> WHAT TO WORK ON: In the entries below, find every line holding the string "stainless" and collect it.

[RECORDS FOR PROCESSING — start]

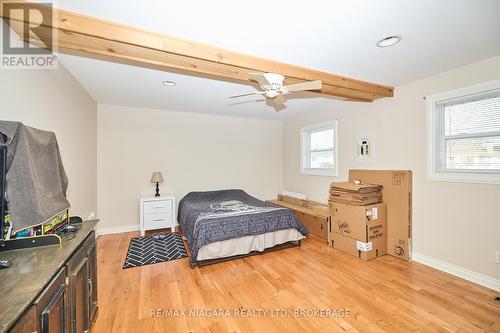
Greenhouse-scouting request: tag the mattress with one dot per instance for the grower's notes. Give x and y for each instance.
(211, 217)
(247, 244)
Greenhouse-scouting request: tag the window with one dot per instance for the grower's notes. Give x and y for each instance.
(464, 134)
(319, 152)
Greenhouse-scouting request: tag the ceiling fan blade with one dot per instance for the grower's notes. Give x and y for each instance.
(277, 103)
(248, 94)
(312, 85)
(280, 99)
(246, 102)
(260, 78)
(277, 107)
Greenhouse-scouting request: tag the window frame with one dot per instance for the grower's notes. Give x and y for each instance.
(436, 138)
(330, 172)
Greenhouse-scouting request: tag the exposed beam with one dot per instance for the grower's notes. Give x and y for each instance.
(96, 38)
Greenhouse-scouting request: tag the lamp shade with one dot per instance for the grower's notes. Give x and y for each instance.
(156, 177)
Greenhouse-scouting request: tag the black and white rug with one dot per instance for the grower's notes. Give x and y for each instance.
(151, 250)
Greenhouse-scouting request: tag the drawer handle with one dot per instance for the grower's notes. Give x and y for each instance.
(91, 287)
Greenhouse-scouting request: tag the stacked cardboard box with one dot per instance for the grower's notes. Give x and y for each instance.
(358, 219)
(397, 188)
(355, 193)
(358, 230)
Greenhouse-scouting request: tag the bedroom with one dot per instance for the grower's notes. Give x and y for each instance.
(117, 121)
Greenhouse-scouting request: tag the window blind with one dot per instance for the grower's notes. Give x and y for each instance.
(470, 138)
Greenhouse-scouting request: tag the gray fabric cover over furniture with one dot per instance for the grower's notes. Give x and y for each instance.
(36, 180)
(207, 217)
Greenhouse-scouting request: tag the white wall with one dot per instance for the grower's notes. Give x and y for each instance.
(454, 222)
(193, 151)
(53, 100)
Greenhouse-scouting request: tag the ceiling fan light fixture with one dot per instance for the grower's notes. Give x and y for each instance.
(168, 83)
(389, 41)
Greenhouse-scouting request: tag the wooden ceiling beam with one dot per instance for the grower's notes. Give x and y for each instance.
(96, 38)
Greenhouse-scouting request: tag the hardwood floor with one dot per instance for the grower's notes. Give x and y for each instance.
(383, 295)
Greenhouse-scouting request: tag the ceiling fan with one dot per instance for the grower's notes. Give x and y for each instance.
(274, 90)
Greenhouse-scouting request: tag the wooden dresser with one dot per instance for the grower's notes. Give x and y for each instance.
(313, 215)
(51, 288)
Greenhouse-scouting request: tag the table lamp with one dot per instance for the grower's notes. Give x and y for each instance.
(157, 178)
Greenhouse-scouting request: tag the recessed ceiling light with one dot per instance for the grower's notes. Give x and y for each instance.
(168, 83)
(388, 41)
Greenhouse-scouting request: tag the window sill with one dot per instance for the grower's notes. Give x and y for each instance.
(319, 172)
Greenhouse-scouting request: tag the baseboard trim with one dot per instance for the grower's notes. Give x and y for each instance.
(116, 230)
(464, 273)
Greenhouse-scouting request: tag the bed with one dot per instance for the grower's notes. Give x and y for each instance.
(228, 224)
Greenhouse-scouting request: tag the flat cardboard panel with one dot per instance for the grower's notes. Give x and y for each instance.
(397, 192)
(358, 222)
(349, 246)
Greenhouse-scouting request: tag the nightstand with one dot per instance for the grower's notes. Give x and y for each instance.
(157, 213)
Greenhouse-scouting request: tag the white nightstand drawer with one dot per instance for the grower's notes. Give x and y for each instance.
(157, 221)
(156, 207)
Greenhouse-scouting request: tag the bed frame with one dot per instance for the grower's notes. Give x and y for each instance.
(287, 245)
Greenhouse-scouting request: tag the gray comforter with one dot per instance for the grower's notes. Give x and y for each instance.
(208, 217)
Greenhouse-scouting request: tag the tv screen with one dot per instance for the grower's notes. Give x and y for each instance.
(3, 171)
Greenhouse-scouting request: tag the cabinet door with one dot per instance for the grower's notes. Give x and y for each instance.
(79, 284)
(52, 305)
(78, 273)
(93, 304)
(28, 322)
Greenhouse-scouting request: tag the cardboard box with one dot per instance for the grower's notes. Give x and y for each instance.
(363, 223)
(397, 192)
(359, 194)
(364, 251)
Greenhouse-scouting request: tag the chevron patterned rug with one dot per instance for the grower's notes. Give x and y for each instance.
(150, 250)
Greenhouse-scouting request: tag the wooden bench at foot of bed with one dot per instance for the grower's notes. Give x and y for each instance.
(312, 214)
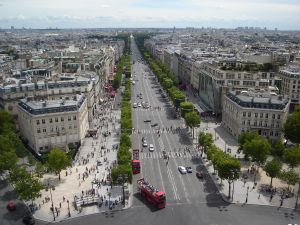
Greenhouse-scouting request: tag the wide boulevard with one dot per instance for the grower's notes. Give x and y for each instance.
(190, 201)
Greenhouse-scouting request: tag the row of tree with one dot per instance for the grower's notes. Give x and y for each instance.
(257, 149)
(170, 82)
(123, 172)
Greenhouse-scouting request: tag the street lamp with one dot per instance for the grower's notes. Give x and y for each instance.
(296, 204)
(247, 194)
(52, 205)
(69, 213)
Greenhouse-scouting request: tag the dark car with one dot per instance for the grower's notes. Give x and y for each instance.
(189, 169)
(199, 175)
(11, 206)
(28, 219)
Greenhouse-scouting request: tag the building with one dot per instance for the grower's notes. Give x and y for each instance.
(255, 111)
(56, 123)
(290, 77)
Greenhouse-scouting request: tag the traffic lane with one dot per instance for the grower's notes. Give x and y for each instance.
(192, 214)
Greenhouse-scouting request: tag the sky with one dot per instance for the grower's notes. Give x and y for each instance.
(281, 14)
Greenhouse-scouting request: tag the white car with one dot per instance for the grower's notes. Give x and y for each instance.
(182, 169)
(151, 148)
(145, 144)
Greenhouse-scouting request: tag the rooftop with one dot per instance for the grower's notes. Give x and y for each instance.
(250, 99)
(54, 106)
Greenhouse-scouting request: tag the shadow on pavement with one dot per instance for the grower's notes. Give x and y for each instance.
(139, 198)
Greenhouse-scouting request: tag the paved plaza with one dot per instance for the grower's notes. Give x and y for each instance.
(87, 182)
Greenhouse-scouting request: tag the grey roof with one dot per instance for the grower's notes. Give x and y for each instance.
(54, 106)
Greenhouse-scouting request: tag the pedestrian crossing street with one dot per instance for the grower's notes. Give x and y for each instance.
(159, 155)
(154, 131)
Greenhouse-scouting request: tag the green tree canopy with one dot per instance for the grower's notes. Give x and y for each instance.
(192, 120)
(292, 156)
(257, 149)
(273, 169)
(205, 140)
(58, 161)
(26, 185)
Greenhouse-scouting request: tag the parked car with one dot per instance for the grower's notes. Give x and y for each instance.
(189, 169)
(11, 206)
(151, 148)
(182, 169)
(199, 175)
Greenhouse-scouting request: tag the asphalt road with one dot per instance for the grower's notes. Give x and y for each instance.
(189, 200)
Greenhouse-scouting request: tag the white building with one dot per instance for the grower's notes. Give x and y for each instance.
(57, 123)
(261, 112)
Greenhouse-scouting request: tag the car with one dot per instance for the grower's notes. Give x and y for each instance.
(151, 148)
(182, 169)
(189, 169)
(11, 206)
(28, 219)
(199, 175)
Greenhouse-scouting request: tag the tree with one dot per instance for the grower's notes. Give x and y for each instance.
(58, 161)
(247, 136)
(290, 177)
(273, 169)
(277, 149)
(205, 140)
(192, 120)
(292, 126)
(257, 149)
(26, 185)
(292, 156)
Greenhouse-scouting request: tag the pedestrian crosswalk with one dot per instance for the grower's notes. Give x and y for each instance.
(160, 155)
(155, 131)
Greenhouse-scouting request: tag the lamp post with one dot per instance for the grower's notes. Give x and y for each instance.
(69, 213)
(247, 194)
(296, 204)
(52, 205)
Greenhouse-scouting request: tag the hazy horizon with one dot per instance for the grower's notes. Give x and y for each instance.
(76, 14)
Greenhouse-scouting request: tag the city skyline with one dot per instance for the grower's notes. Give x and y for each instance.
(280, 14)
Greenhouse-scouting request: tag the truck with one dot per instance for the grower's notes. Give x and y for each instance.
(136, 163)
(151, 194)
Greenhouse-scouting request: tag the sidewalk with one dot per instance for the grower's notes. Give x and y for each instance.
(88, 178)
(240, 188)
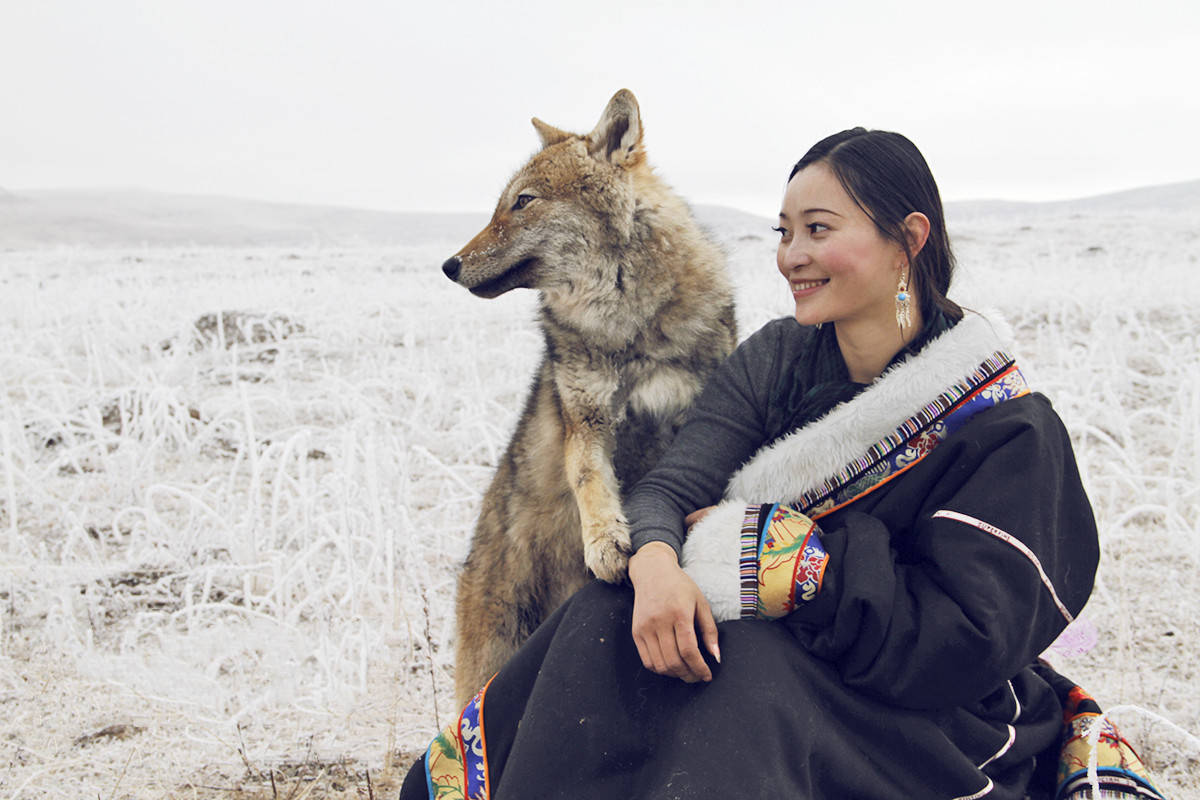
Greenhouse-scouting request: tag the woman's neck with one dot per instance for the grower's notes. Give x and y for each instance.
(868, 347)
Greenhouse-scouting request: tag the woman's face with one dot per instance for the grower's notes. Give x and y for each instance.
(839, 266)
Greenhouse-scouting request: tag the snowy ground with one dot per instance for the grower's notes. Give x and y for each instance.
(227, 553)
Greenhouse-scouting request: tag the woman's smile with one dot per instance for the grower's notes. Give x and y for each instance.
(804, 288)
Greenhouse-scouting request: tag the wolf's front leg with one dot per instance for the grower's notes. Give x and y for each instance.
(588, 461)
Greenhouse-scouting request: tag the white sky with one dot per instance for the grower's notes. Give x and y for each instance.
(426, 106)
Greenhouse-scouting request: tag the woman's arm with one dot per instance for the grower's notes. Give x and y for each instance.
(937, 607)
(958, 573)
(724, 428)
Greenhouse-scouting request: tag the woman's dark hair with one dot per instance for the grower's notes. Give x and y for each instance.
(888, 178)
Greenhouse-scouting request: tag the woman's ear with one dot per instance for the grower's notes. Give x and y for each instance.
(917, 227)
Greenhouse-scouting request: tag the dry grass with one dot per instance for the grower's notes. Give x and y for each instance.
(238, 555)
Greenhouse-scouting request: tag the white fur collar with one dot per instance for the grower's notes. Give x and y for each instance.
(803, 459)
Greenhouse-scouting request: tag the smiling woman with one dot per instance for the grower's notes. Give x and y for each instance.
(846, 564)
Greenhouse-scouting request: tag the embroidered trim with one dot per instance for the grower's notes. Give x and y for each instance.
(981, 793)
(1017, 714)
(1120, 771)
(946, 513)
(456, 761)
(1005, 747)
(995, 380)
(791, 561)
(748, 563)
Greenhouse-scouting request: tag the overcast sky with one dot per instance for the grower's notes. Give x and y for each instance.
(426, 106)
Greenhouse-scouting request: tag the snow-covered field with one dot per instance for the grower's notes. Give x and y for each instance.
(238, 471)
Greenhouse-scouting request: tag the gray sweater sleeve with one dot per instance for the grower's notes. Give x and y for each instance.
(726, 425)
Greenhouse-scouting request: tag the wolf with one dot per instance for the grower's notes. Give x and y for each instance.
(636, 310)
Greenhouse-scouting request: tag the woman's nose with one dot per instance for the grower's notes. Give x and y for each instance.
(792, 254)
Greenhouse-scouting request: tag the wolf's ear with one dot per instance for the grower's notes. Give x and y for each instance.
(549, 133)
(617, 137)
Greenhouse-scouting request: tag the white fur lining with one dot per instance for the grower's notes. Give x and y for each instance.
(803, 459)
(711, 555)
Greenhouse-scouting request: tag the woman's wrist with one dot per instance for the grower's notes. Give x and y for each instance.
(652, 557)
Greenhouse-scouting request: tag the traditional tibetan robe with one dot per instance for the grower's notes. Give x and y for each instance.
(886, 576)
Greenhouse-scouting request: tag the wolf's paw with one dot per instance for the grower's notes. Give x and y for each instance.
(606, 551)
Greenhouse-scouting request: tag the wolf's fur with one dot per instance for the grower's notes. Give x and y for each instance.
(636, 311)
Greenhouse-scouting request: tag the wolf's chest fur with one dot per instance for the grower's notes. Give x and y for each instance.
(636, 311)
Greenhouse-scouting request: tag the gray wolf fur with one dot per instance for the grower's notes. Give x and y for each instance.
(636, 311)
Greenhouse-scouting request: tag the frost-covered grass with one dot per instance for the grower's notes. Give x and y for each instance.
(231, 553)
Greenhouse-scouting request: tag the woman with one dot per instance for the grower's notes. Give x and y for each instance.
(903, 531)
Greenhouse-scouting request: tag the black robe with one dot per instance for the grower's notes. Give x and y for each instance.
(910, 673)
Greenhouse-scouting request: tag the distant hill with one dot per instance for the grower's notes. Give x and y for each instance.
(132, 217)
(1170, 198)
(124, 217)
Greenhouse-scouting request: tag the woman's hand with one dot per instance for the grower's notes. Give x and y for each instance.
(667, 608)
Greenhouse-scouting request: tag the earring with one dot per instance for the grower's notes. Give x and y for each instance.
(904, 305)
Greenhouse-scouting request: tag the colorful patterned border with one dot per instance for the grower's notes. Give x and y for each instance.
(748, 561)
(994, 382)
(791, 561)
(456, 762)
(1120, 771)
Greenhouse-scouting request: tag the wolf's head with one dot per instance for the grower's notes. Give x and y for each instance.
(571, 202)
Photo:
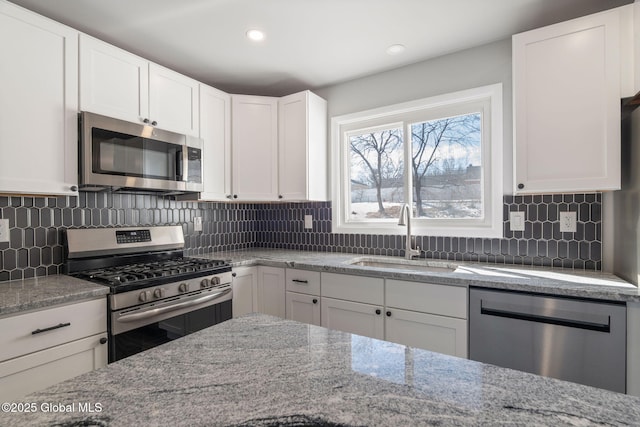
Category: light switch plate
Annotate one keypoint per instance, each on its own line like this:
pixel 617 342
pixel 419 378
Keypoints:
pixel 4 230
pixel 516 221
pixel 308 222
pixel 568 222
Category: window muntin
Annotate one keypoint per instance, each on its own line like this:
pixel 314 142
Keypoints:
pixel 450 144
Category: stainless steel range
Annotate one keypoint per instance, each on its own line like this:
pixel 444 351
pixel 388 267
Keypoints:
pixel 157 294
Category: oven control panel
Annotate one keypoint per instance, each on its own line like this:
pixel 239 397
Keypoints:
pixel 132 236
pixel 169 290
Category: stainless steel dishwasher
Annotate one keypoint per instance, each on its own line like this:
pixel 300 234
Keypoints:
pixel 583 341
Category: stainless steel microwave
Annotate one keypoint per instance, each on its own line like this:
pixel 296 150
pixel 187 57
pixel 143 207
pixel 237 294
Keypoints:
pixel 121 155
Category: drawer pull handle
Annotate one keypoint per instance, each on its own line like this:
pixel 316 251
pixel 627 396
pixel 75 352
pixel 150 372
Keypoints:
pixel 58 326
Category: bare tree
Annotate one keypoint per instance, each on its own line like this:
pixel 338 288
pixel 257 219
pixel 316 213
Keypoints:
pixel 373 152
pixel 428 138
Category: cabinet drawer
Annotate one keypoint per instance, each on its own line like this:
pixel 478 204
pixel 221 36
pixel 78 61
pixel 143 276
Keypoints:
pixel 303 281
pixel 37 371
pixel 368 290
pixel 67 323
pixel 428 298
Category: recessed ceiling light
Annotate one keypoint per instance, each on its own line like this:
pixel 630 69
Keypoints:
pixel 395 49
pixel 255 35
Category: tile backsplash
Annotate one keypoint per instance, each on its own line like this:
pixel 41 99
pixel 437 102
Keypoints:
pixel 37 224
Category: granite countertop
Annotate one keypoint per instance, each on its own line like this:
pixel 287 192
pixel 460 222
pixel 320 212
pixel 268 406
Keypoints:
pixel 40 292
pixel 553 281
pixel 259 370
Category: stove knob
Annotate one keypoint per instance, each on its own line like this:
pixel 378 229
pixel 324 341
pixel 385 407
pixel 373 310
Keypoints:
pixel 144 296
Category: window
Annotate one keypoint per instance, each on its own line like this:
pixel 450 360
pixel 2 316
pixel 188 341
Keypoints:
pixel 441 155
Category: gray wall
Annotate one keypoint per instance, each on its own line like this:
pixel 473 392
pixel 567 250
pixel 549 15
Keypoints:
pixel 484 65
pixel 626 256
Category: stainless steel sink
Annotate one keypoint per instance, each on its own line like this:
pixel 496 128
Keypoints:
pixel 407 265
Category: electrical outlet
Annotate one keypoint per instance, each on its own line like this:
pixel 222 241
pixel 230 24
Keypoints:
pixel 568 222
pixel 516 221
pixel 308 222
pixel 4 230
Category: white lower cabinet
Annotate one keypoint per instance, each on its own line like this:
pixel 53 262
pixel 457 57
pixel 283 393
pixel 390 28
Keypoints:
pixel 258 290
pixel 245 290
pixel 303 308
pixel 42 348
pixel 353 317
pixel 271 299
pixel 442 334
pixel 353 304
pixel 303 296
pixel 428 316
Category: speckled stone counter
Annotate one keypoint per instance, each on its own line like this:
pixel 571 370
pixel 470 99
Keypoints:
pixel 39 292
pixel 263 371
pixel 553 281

[RECORDS FOR PROCESSING — finish]

> PROBLEM SOLUTION:
Category: stainless steel range
Category: stainless steel dishwasher
Category: stainless steel microwave
Category: stainless steel sink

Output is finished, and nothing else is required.